Gwenaël Gavray, Associate Partner and Magdalena Murawska, Manager at Avantage Reply Luxembourg (Crédit: Avantage Reply Luxembourg)

Gwenaël Gavray, Associate Partner and Magdalena Murawska, Manager at Avantage Reply Luxembourg (Crédit: Avantage Reply Luxembourg)

Since the latest EBA guidelines were published in 2019, financial institutions have rushed to implement measures to make sure they are in full control of outsourced activities. But COVID-19 put the spotlight on weaknesses of traditional outsourcing, opening doors to more resilient cloud-based solutions.

Outsourcing is a mechanism that allows a regulated financial institution to use a third party, which can be an affiliate (e.g. other entity of the group), to perform activities that would normally be undertaken by that financial institution. The rationale for such outsourcing may include (i) cost reduction, (ii) the provision of services more efficiently by accessing skills and technologies that may not be available within the financial institution locally, or (iii) allowing firms to provide “round-the-clock” services to clients across different time zones (“follow-the-sun” operating model). This can apply to business processes or technology, e.g. “cloud computing outsourcing”.

However, there are risks associated with outsourcing. In the banking sector, the new EBA guidelines on Outsourcing Arrangements set out the minimum requirements that regulators expect firms to comply with to manage these risks. As a National Competent Authority, the Commission de Surveillance du Secteur Financier (CSSF) has transposed European requirements into local regulation for IT Outsourcing relying on a Cloud Computing Infrastructure (Circular 19/714) and is expected to shortly transpose the full guidelines to establish a more harmonised governance of outsourcing in credit institutions. The key principles of the new requirements cover proportionality (Group application and institutional schemes), assessment of outsourcing arrangements, governance frameworks and outsourcing processes.

Although financial institutions in the Eurozone were expected to comply with the above as of September 2019, implementing and abiding by these new standards has proven to be difficult. The challenge has become even more acute during the COVID-19 pandemic, in particular with regards to business continuity and risk assessment.

1. Business Continuity Plan (BCP) and testing

Among governance framework requirements, institutions must implement, maintain and periodically test appropriate business continuity plans with regards to outsourced critical or important functions. In other words, institutions should design and perform a dry-run exercise to assess how teams will work in potential disrupted conditions, e.g. the ability to continue processing customer payments when an outsourced service provider is unable to do so. Until March 2020, only a handful of institutions were fully prepared for the situation where both the institution itself and the service provider were only partially operational for a long period of time. In addition to the decreased number of available resources (e.g. staff on parental leave), larger institutions reached their limits of connectivity due to insufficient internal IT infrastructure to support a large number of remote connections. In order to help remediate this, BCPs should be further extended to cover a wider range of stress scenarios, including a combination of shortage in resources and limited network access.

Entries provided =>

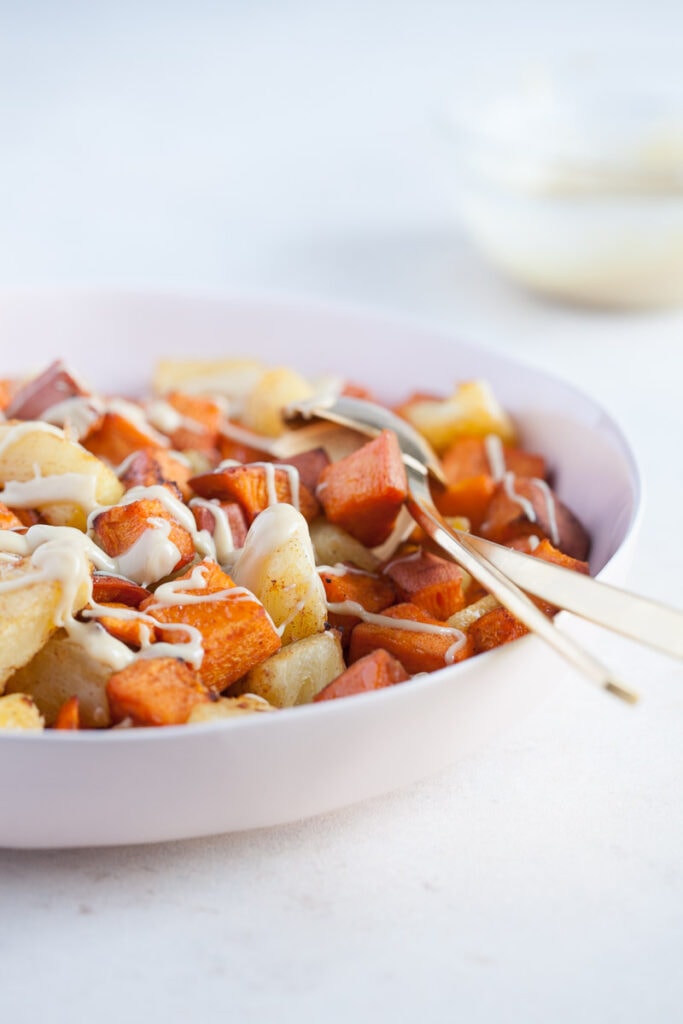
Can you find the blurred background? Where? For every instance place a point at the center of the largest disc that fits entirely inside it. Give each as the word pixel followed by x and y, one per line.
pixel 280 146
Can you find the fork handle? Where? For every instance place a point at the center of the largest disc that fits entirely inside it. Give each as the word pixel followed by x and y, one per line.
pixel 650 623
pixel 513 598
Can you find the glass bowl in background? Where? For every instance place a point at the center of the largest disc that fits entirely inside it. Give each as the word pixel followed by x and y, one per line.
pixel 570 179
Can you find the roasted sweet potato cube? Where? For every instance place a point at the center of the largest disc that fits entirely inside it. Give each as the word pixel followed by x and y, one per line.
pixel 127 627
pixel 52 386
pixel 201 417
pixel 8 519
pixel 119 527
pixel 526 505
pixel 220 517
pixel 494 629
pixel 434 584
pixel 364 493
pixel 468 457
pixel 257 485
pixel 417 648
pixel 69 716
pixel 156 691
pixel 373 672
pixel 469 498
pixel 549 553
pixel 110 589
pixel 341 584
pixel 309 466
pixel 236 630
pixel 117 437
pixel 152 466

Things to do =>
A. Print the stretch of the outsourcing article from "Although financial institutions" through "and risk assessment.".
B. Answer these from the outsourcing article:
(i) In what year were the latest EBA guidelines published?
(ii) What is the number of the CSSF circular on IT Outsourcing relying on a Cloud Computing Infrastructure?
(iii) Until what month and year were only a handful of institutions fully prepared for both themselves and their service provider being partially operational for a long time?
The rows are unrelated to the outsourcing article and stand on their own.

Expected outputs =>
A.
Although financial institutions in the Eurozone were expected to comply with the above as of September 2019, implementing and abiding by these new standards has proven to be difficult. The challenge has become even more acute during the COVID-19 pandemic, in particular with regards to business continuity and risk assessment.

B.
(i) 2019
(ii) 19/714
(iii) March 2020